━━━ INPUT RECORDS

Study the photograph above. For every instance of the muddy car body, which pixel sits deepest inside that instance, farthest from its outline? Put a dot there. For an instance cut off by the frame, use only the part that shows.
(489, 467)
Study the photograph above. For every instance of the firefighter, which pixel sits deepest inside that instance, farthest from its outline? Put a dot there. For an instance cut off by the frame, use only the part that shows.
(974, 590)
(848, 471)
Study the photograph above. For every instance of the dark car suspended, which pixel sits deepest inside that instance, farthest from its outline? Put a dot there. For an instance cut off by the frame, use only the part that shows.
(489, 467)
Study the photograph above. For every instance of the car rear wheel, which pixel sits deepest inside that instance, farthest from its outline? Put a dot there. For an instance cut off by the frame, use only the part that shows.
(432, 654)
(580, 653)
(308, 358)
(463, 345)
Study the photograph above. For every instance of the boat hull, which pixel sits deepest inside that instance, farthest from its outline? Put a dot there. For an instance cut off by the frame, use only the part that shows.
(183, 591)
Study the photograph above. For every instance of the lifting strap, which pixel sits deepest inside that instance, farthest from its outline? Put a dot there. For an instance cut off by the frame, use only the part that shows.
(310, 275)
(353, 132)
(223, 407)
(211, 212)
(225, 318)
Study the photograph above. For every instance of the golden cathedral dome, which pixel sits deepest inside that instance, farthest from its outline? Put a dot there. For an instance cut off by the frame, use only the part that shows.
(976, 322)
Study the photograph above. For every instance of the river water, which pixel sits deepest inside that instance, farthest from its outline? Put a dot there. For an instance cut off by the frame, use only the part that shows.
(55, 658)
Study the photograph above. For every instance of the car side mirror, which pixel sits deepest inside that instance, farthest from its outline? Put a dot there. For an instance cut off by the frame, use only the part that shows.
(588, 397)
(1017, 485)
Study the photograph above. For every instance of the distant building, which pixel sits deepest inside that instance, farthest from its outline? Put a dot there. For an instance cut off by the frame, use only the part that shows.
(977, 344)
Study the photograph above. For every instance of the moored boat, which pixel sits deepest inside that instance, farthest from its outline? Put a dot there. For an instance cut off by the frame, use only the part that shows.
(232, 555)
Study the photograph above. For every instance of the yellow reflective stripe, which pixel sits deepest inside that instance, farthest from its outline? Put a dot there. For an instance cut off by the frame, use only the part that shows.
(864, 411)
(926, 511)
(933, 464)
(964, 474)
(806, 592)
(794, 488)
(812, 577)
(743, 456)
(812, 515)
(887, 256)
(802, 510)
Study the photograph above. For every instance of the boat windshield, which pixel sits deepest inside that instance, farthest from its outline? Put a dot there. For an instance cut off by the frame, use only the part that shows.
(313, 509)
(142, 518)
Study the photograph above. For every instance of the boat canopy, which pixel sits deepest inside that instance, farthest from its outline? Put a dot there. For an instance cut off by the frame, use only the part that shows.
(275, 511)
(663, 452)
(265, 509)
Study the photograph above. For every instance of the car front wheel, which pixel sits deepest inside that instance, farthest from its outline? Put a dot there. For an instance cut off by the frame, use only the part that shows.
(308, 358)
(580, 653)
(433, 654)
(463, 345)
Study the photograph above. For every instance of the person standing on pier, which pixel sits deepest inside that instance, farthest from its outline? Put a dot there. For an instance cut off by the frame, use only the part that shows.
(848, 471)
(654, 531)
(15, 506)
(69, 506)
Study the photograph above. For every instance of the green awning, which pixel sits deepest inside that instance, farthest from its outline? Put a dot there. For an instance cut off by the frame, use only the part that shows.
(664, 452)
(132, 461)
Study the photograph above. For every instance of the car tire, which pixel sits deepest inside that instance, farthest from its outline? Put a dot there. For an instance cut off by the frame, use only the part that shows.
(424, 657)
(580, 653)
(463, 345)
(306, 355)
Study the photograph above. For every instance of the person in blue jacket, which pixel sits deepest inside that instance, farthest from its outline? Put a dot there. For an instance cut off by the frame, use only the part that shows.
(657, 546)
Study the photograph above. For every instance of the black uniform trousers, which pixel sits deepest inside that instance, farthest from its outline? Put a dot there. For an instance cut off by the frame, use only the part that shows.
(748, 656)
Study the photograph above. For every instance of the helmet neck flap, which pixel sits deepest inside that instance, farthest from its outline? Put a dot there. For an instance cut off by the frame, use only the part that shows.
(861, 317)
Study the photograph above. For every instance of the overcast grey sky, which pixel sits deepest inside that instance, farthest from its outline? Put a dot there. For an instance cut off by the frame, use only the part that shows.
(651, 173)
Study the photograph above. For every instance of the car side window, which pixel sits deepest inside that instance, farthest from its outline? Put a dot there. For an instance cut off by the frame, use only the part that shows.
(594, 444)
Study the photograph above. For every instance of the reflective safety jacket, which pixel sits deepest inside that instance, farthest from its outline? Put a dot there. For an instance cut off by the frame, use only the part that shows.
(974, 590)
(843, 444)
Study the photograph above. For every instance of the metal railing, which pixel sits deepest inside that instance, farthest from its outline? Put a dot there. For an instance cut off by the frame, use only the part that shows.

━━━━━━

• _YOUR TASK_: Your task is to repeat the data exactly, with nothing left out.

• _RESPONSE AREA_:
Study the photograph above. For every instance of the muddy car body, which pixel sits deepest inside that instance, farthest from its outline? Put a dot there. For an instance cut off by the frame, use only the part that shows.
(489, 467)
Study the photograph above. For every instance of the firefighter, which pixel sits deepest inside that instance, farthest from its outline? Put a dot there. For an instance cut off by the frame, use only the part that shows.
(974, 590)
(848, 471)
Study the photograph above. For every instance of the dark car suspended, which pixel sits deepest inside that instance, farthest from its outline? Put a dot there. For an instance cut off by the frame, use only the part that shows.
(489, 467)
Study the photograph above. For every instance of the car rear wheel, which pixel sits deepest inside that instance, farthest from its outline? Put a dot there. For an instance cut off by the frame, use only the part that shows.
(432, 654)
(580, 653)
(308, 358)
(463, 345)
Study the photograph above. For every instance of the boat hull, which pixel sits deepest inside that instance, farthest from its outline? Put a dot there. For an instance cut off by the frame, use only the part that shows.
(183, 591)
Study the photograph above. For every instance of the lifting strap, which pixel sits deepest inside that instance, farthest from its outline? Put a dot there. For an instance cut off by the frame, use only the part that shows.
(310, 275)
(353, 132)
(223, 407)
(211, 212)
(225, 318)
Study the photograph above. For every instance of the golden cathedral dome, which pixel sits deepest inside that instance, farthest from its outline? Put a dot there. For an instance cut off by the frame, use only the part that shows.
(976, 322)
Study the photograph above. For every instance of the river water, which pixel sits deepest inside that instance, farthest from its outline? Put a dot there. For an instance cut off by the frame, use only the part that shows.
(55, 658)
Study the photograph above. For every instance of the car side mirror, which pixel sits deepest inside that instance, farthest from its outline? Put a dot there. For an instance cut off by the frame, use only the part that shows.
(588, 397)
(1017, 485)
Study the photograph above. For every instance of the distant building, which pixel sits deepest inside that instance, farthest from its outline? Put a dot there. For an instance cut off by the frame, use only the part that shows.
(977, 344)
Study the photograph above. For every instance of the moored boat, which pixel sits deepest inside that instance, farthest from its outline? Put a dot there. For an instance cut off by the frame, use only the part that shows.
(232, 555)
Study the photograph above. For every instance of the yellow reflective stripe, which pixel sits deepest inside that instance, farthest from its outline? Put a dot there. For an instance cut off by the frame, use only the part that shows.
(864, 411)
(926, 511)
(933, 464)
(964, 474)
(806, 592)
(794, 488)
(812, 577)
(743, 456)
(812, 515)
(887, 256)
(802, 510)
Study the photograph above. For every instance of the boat windshield, which pixel sits deepest inside that instance, farthest from its outline? Put a dot there. For an instance cut off by the frame, use only the part that shows.
(313, 509)
(142, 518)
Study the photograph above. For every instance of the boat canopy, which pixel sits deepest inside that instance, farthest from its outline? Put a dot there. For an instance cut off by the frame, use only the part that shows.
(275, 511)
(663, 452)
(265, 509)
Study the photograph above. For every instance of the car front wheel, which pixel sits deepest inside that instance, farthest from its outline? Put a dot there. For an instance cut off by the frame, use only the part that shows.
(308, 358)
(580, 653)
(433, 654)
(463, 345)
Study the photograph above. For every instance of the person standing on pier, which pixel sits deepest inside that instance, farthest from its outline? Put a dot there. For an instance cut off by the frame, use only the part that shows.
(848, 471)
(654, 531)
(15, 506)
(69, 506)
Study the photograph above. For every instance of the green awning, which pixel sits deepest inside that instance, farthest from its outline? Put a dot there. For an instance cut off by the frame, use only the part that shows.
(664, 452)
(132, 461)
Study the photograph above. For every instance of the car tire, which pixel sits deepest inside that instance, farthest from its outline? Put a dot there. For an instance cut off by the frame, use only the part that shows.
(424, 657)
(580, 653)
(463, 345)
(306, 355)
Study the photograph above. For every instance of the person in blue jacket, which pixel sits deepest inside that instance, farthest from its outline? Put a dot there. For an instance cut off by the frame, use only the part that shows.
(657, 546)
Study the photograph above. For every instance of the black uniform trousers, which pixel sits deepest inside that instance, farthest from its outline? Put a dot there. For an instance cut off by the frame, use only the part that shows.
(748, 656)
Study the photograph above. For every instance of the helmet neck flap, which pixel sits deepest inside that instance, farthest from its outline? Put a dot there. For an instance cut off by the frame, use only the part that shows.
(861, 317)
Study the photograph above. For every instance of the overcast grey sky, which pixel sits deepest inside that instance, farthest from its outline? Put a dot there. For an instance cut off by the frame, use only the part that shows.
(651, 173)
Study the photograph above. For every instance of the car side window, which pixel sits deepest inside that instance, farthest from its outline? Put a dot there. For an instance cut off by the frame, use only the part that shows.
(594, 444)
Study the photograph above. For every instance of the reflective safety jacket, which pixel sits deepest inside that instance, farthest from its outline? Put a dot there. For an instance cut off by the frame, use only the part that shows.
(974, 590)
(843, 444)
Study the photograph above. For every instance of the metal railing, which pixel sits deepest inside that instance, farthest from its outline? Put a dot there. For an instance cut off by the frame, use only the part that shows.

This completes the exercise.